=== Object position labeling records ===
>> START

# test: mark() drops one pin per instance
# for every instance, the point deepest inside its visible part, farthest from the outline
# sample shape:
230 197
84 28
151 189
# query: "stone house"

>> END

=== Stated goal ===
Output these records again line for line, with no changes.

=== The result ===
# test: mark() drops one pin per instance
# for every instance, the point deepest inside its visible part, farthest from the outline
# sample shape:
230 197
84 28
151 189
# query: "stone house"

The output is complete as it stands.